## Texto para ler
────────────────

Hegel e Marx concordam até esse ponto, mas é aqui que nasce a bifurcação entre o pensamento de ambos. Para Hegel, o que movimenta estas mudanças é o Geist (Espírito), uma espécie de instância superior ao ser humano que conduz a sua história. Podemos ter mais ou menos uma ideia do pensamento de Hegel quando falamos algo como “o espírito brasileiro”, o que significaria uma espécie de destino e substrato intelectual comum a todos os que habitam nesta terra, ou seja, uma instância que nos conduz sem que percebamos. Sua via de concretização é a ação dos homens, e somente conseguimos percebê-lo em perspectiva, quando os acontecimentos já se deram e podem ser descritos. Foi assim que Sérgio Buarque de Hollanda enxergou no brasileiro um povo cordial, e que Gilberto Freyre nos viu como democratas raciais – analisando o nosso “espírito”.
Já Marx tem os pés no chão. Não é um espírito abstrato que conduz a marcha da história, mas sim os aspectos materiais, expressos principalmente na luta entre classes. Foi a oposição do corpo artístico aos enlevos aristocráticos que fez a literatura migrar do barroco para o arcadismo. Foi a necessidade de afirmação individual derivada do liberalismo que conduziu ao Romantismo. Foi a necessidade de analisar a sociedade como objeto científico que levou ao Realismo, e assim sucessivamente. A história é eterno movimento e este se dá a cada vez em que uma classe social dominada entra em confronto com outra, dominadora.
A outra coluna do pensamento marxista original vem de Ludwig
Feuerbach. Para este alemão, de obra muito mais modesta em relação a Hegel, o
homem constrói suas divindades a partir de uma análise antropológica
inconsciente. As melhores virtudes humanas são atribuídas a um ser, a
divindade, e a humanidade já não reconhece esses predicados em si mesmos; são
deslocados ao deus, ao outro, ao alienus.
Essa é a tese da alienação, com a
qual Marx concorda, mas critica, porque, para ele, era algo como gastar vela
boa em defunto ruim. De fato, Marx
reconhece a existência da alienação religiosa, mas entende que Feuerbach perde
um enorme tempo e uma preciosa oportunidade de aplicá-la a outras esferas,
deixando de sair para o mundo material. A análise de Feuerbach é incompleta,
porque não reconhece a religiosidade como um fenômeno social gerado pela
opressão e desencanto do sistema. A religião é um lenitivo, o “ópio do povo”,
que se aliena em um universo perfeito porque não consegue encontrá-lo em seu
mundo físico. Neste diapasão, ele desloca o foco da teoria da alienação do
campo religioso para o mundo das relações de trabalho. Vamos ver como Marx constrói
sua análise sociológica.

────────────────

## Dados
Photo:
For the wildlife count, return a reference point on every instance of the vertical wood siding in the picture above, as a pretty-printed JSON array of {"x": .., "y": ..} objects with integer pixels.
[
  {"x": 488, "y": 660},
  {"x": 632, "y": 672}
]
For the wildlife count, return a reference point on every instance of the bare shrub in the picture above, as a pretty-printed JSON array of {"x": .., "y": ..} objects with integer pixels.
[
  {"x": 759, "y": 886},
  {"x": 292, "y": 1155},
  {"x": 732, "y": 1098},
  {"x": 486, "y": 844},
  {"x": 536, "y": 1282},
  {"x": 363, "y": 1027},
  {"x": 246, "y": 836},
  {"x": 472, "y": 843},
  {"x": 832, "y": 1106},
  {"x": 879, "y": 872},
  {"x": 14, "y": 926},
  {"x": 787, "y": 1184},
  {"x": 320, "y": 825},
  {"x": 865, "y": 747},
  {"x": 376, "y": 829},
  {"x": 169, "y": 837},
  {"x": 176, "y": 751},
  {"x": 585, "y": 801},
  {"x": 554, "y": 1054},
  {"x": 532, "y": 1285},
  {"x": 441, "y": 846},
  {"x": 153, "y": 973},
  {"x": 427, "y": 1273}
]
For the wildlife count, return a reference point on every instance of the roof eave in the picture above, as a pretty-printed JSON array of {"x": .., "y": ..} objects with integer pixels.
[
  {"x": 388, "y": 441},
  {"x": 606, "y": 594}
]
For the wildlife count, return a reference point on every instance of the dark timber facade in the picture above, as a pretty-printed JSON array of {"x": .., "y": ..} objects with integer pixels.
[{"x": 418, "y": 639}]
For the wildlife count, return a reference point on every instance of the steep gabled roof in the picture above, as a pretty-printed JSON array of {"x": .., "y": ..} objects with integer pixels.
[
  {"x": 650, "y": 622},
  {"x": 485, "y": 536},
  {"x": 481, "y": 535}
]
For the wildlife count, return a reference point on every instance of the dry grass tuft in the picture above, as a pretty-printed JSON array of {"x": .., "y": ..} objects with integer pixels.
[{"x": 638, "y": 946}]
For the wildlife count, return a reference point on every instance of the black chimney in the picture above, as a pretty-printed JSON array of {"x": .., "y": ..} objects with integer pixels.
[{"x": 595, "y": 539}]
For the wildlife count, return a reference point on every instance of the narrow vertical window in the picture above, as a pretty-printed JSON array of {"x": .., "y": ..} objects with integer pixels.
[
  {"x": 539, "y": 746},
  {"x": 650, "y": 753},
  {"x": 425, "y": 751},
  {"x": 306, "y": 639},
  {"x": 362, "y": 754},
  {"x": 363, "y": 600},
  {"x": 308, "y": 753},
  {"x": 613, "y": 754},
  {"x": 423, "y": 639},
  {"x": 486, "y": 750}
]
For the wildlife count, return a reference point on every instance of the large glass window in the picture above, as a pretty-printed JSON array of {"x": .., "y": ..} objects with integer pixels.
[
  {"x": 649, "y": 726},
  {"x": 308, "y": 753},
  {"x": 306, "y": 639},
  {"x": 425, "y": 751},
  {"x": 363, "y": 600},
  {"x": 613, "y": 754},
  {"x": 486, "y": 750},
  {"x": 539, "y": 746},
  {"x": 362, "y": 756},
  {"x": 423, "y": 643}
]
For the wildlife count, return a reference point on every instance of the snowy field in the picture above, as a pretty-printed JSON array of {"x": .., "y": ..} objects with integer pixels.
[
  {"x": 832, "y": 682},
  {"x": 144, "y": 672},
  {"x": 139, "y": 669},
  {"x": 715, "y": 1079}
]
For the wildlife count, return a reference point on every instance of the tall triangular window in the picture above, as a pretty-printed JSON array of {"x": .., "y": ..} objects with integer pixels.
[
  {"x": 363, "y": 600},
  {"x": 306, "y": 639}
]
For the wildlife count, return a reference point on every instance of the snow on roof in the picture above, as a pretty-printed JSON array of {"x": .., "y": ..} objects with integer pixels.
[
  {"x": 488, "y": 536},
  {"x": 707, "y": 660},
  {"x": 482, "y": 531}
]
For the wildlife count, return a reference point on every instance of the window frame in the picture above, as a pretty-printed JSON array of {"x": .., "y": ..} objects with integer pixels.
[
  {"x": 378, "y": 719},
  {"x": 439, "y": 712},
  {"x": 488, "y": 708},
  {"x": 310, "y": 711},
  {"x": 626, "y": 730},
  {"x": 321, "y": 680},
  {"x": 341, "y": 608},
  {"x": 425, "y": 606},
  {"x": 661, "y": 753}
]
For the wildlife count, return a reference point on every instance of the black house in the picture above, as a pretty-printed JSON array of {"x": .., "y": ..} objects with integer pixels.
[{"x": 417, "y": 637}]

────────────────

## O que fazer
(A) Responda com base no texto sobre Hegel, Marx e Feuerbach:
(i) Para Hegel, o que movimenta as mudanças?
(ii) Para Marx, em que se expressam principalmente os aspectos materiais que conduzem a história?
(iii) Para onde Marx desloca o foco da teoria da alienação?
(B) Transcreva, do texto sobre Hegel, Marx e Feuerbach, tudo desde "Essa é a tese" até "sua análise sociológica.".
Responda usando só o texto, sem recorrer aos dados.

## Respostas por tarefa
(A)
(i) O Geist (Espírito).
(ii) Na luta entre classes.
(iii) Do campo religioso para o mundo das relações de trabalho.

(B)
Essa é a tese da alienação, com a
qual Marx concorda, mas critica, porque, para ele, era algo como gastar vela
boa em defunto ruim. De fato, Marx
reconhece a existência da alienação religiosa, mas entende que Feuerbach perde
um enorme tempo e uma preciosa oportunidade de aplicá-la a outras esferas,
deixando de sair para o mundo material. A análise de Feuerbach é incompleta,
porque não reconhece a religiosidade como um fenômeno social gerado pela
opressão e desencanto do sistema. A religião é um lenitivo, o “ópio do povo”,
que se aliena em um universo perfeito porque não consegue encontrá-lo em seu
mundo físico. Neste diapasão, ele desloca o foco da teoria da alienação do
campo religioso para o mundo das relações de trabalho. Vamos ver como Marx constrói
sua análise sociológica.